* **How to complete this task**
All entries are to be given again verbatim.

──────────

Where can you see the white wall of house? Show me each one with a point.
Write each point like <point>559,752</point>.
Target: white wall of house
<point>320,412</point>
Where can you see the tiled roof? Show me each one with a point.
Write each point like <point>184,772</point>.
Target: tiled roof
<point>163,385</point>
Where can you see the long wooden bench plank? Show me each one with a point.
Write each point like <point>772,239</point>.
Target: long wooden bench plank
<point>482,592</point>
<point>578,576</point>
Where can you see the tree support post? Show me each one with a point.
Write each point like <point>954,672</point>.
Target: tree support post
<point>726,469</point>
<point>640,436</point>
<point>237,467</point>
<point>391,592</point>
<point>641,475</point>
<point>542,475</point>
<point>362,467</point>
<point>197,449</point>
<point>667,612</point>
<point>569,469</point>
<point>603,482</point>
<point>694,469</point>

──────────

* **Task solution**
Where can you see the white wall of house? Show me each one with a point.
Write each point like <point>559,752</point>.
Target: white wall of house
<point>320,412</point>
Where can you see the tiled roof? Show me each one with a point.
Write each point like <point>184,772</point>.
Target: tiled roof
<point>163,385</point>
Where can you see the long wooden bench plank? Show me each one with a point.
Write each point like <point>772,239</point>.
Target: long wooden bench plank
<point>482,592</point>
<point>578,576</point>
Where can you see the tree support post? Show me each one with a point.
Write each point like <point>954,672</point>.
Target: tree support post
<point>726,469</point>
<point>640,436</point>
<point>237,467</point>
<point>391,592</point>
<point>641,475</point>
<point>542,475</point>
<point>362,467</point>
<point>197,449</point>
<point>667,612</point>
<point>569,469</point>
<point>603,482</point>
<point>694,469</point>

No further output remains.